#### [Prompt]
Gather every line of the data below that contains the string "street", matching case exactly.

#### [Task data]

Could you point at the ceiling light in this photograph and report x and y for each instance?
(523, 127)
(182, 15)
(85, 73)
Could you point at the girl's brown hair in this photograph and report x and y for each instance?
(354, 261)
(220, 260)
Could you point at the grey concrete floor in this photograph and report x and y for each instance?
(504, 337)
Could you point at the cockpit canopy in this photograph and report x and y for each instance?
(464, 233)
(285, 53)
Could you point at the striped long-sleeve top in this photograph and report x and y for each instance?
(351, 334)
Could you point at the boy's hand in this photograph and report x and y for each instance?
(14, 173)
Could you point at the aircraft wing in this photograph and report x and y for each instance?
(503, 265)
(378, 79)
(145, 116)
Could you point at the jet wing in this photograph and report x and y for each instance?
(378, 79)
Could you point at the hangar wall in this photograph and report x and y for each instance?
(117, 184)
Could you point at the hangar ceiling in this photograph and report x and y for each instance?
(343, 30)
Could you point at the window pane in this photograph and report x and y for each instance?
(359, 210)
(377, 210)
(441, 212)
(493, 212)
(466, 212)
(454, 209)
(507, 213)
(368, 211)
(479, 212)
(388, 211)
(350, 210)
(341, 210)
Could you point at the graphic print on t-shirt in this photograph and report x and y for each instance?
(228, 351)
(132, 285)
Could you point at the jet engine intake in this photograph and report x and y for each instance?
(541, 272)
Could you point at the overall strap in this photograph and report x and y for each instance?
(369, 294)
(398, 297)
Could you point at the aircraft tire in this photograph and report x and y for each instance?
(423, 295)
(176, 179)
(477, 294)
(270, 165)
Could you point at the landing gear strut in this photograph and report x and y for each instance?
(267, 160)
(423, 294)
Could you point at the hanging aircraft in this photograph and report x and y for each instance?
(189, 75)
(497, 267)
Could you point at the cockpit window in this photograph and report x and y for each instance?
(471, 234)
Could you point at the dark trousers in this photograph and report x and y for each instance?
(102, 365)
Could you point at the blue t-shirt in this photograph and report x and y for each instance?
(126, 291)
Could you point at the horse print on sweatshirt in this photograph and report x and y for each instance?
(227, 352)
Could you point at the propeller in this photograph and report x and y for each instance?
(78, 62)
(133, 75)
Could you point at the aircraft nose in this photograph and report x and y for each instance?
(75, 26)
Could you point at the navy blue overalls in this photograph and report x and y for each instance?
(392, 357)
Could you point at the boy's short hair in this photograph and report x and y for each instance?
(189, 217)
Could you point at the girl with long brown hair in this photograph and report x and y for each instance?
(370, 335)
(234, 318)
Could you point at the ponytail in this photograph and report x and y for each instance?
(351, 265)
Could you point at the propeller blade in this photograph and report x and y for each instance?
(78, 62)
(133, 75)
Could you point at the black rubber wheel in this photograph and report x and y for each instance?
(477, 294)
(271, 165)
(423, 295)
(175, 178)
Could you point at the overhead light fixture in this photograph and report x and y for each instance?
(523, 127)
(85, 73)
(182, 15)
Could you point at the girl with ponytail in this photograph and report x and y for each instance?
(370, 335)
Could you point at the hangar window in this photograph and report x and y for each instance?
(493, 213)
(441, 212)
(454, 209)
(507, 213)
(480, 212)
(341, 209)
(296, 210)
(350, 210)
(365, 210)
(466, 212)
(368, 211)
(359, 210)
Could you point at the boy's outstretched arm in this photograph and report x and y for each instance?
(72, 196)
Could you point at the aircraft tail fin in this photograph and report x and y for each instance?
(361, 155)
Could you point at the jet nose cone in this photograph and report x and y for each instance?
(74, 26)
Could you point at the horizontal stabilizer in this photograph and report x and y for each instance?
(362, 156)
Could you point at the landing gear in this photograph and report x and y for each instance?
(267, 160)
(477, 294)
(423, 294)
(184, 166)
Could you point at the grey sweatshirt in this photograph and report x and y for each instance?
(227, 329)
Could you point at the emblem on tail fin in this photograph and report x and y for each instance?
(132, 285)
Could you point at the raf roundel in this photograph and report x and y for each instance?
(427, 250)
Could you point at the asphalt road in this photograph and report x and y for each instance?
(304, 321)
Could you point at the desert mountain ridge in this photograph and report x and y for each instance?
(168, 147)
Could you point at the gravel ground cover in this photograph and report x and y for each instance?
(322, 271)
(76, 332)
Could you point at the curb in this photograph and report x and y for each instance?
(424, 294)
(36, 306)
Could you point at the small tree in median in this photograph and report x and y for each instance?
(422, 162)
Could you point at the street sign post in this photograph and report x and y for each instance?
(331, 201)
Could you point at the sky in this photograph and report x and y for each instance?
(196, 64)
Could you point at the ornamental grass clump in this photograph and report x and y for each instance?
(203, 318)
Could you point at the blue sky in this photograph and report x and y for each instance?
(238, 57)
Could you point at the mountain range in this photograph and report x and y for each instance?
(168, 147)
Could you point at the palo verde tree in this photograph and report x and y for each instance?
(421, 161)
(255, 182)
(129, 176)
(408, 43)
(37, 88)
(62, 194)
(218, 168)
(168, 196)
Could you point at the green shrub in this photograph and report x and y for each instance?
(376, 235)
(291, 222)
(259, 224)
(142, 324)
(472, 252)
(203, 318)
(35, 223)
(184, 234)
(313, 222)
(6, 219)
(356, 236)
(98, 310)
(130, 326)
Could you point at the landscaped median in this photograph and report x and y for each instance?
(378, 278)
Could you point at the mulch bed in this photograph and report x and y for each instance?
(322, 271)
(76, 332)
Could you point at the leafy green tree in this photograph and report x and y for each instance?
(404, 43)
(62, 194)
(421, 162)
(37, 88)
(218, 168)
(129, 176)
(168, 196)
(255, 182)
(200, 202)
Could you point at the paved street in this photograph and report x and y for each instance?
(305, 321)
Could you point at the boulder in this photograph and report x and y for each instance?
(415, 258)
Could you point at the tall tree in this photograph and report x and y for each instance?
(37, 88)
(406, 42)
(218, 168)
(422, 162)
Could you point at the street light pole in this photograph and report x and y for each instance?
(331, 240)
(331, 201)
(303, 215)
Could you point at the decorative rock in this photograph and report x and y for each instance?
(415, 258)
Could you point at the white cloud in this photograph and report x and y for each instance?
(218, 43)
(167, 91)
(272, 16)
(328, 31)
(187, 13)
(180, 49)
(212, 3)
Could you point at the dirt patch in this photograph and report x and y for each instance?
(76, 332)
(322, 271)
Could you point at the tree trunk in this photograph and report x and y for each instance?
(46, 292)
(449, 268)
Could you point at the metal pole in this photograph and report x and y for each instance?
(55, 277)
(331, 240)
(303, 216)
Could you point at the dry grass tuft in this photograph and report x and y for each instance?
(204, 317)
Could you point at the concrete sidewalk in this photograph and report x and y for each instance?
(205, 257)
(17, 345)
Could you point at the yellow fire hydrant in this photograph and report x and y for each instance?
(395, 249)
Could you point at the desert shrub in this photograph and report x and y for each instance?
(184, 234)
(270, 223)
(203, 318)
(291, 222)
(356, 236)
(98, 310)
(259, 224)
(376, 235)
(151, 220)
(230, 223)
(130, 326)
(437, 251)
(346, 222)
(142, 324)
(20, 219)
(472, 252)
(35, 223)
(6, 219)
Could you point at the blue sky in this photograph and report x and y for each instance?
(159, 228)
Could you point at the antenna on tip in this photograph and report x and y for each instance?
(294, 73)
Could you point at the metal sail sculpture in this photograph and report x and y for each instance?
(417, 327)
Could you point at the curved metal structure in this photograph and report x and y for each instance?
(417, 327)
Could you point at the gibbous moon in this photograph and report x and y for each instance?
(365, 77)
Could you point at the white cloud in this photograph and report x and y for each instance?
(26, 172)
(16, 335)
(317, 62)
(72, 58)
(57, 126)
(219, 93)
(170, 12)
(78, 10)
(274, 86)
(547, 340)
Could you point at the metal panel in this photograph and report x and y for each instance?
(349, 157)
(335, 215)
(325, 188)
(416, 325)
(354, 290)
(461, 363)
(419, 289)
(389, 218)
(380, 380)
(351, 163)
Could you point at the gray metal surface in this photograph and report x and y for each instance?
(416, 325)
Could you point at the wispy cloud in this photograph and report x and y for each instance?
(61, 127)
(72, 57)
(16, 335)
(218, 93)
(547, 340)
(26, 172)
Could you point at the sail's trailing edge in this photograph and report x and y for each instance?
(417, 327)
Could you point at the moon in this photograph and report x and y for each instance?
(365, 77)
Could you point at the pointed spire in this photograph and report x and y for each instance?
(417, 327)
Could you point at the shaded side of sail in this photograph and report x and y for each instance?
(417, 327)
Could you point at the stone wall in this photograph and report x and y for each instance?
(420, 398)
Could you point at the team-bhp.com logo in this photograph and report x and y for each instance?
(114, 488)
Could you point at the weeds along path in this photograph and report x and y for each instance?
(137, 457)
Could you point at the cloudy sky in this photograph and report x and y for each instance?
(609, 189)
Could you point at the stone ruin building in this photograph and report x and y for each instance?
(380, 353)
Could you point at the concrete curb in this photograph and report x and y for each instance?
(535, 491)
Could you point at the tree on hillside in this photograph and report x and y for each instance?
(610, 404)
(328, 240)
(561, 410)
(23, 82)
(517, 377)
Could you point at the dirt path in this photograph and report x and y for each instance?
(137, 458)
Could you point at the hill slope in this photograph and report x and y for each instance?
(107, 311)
...
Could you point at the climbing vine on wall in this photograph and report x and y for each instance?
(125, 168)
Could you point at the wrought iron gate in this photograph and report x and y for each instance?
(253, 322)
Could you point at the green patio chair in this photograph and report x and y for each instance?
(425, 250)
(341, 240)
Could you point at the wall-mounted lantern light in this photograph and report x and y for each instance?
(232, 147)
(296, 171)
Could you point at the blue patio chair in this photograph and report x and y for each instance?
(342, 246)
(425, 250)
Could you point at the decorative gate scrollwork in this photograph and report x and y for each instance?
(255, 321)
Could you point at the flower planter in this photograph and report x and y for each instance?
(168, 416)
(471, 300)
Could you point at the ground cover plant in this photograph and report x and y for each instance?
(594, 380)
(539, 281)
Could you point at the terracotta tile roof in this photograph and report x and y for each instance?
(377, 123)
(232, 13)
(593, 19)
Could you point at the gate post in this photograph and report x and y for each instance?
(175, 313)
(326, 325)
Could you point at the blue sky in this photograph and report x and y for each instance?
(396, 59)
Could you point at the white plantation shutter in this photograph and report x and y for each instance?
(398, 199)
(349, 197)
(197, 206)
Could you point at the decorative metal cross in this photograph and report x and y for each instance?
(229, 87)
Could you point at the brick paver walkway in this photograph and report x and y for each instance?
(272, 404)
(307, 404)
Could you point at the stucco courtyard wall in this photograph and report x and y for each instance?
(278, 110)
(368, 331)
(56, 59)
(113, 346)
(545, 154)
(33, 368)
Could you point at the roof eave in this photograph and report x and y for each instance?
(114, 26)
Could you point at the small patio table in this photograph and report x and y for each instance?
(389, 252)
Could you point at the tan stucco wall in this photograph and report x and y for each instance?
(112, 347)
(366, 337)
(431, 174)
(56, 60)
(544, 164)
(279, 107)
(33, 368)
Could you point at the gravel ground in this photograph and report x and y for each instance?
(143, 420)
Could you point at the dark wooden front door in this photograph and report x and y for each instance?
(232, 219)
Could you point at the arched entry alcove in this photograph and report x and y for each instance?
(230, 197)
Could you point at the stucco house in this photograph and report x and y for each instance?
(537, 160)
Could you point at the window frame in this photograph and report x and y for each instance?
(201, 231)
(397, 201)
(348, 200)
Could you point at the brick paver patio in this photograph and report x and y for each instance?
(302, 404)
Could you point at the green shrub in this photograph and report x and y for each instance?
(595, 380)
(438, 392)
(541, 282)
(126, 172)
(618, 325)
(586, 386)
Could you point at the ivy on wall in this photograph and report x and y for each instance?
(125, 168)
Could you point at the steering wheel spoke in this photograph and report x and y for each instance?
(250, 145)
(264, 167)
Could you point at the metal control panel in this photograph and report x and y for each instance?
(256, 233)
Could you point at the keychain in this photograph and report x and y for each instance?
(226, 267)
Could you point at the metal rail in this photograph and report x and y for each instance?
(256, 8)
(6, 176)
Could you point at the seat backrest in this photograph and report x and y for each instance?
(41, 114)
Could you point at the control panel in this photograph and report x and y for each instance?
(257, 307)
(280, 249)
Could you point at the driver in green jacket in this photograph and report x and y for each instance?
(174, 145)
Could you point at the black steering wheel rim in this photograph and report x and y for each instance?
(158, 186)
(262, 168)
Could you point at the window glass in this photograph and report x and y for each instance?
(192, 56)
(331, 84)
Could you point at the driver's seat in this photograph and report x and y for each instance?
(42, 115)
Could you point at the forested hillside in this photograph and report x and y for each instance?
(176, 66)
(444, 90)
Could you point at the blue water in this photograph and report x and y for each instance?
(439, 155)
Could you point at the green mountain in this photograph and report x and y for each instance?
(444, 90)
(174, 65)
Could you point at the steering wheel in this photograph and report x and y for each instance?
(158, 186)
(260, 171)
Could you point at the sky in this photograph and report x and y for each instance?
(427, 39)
==
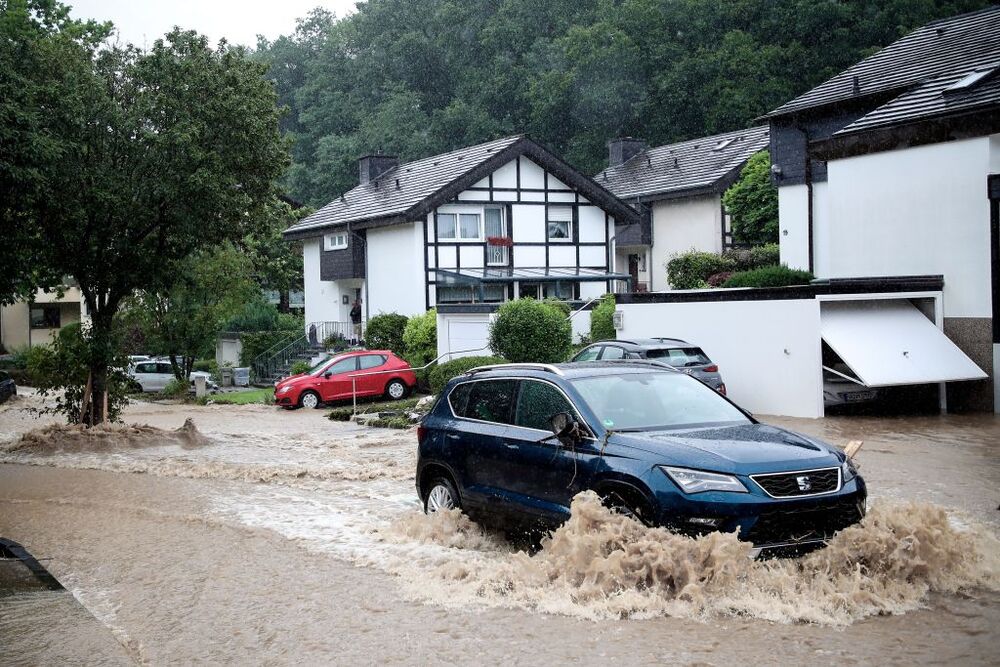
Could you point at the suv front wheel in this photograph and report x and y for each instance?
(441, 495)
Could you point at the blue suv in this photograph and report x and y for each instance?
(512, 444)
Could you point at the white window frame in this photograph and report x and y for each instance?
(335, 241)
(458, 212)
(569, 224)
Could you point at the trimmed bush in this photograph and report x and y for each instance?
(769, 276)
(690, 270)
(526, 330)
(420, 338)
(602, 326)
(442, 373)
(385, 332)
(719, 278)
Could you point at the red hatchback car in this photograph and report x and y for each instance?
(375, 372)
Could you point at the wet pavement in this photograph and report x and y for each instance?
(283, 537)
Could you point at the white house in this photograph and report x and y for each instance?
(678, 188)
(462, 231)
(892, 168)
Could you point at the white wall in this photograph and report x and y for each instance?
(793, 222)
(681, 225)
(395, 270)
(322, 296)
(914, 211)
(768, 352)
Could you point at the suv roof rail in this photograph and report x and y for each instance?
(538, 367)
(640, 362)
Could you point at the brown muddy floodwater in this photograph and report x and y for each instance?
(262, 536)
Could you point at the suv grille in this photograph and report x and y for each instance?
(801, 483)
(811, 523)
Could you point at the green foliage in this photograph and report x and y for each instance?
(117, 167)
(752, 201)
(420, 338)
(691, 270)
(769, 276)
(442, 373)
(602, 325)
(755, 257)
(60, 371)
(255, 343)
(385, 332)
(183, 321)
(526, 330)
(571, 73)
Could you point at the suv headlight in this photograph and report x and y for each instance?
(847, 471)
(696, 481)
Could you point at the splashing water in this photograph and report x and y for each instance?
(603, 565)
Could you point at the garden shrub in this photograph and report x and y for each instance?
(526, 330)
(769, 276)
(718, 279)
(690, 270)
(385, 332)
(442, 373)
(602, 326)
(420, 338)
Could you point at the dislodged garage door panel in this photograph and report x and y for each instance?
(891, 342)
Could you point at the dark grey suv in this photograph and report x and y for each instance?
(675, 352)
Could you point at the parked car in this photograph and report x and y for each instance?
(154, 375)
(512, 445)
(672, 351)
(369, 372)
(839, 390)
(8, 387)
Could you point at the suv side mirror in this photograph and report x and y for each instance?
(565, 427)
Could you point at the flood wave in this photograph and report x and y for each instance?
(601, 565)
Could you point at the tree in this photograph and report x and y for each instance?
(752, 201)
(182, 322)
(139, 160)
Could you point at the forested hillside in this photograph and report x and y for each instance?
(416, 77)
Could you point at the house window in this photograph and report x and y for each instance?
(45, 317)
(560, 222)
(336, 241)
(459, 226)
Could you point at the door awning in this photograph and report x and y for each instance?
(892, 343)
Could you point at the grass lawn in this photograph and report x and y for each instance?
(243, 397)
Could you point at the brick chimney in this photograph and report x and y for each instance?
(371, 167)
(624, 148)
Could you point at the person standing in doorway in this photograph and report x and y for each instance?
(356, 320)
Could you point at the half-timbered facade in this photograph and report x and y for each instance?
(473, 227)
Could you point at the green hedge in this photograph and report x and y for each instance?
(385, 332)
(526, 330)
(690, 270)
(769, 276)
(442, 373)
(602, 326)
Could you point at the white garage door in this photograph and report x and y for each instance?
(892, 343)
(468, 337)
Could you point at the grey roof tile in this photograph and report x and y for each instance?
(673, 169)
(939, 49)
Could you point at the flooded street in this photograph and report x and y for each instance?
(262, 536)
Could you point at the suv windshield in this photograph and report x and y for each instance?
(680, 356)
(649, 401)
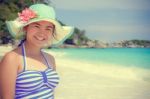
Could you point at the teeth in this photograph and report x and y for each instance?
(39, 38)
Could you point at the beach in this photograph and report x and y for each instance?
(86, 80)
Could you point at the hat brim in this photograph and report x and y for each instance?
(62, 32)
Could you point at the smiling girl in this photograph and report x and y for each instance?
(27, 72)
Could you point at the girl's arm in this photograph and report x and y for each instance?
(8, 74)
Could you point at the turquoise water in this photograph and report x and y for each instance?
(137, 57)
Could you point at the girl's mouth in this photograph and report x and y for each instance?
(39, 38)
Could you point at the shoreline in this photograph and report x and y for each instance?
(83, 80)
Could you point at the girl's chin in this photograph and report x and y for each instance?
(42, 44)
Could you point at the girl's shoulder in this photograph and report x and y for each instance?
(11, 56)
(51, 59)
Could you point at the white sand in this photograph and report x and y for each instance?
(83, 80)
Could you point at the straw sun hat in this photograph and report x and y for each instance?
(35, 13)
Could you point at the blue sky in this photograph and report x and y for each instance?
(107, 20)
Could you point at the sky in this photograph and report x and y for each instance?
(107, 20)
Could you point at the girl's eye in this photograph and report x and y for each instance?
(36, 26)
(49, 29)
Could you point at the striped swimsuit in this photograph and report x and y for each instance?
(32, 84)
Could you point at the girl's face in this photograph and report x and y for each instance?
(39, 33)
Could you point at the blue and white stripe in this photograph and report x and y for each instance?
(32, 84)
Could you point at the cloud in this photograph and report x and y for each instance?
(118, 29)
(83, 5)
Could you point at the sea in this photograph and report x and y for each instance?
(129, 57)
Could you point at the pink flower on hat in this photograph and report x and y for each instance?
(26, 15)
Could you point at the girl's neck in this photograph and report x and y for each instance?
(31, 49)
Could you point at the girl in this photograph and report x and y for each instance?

#### [Finished answer]
Could you point at the street sign post in this photograph and report x and y for each instance?
Could you point at the paved street in this photograph and report x and y for each instance?
Could you point at the street light pole in this photograph and report x and y for each instance?
Could you point at the flooded street in this photograph and report x and y for each instance?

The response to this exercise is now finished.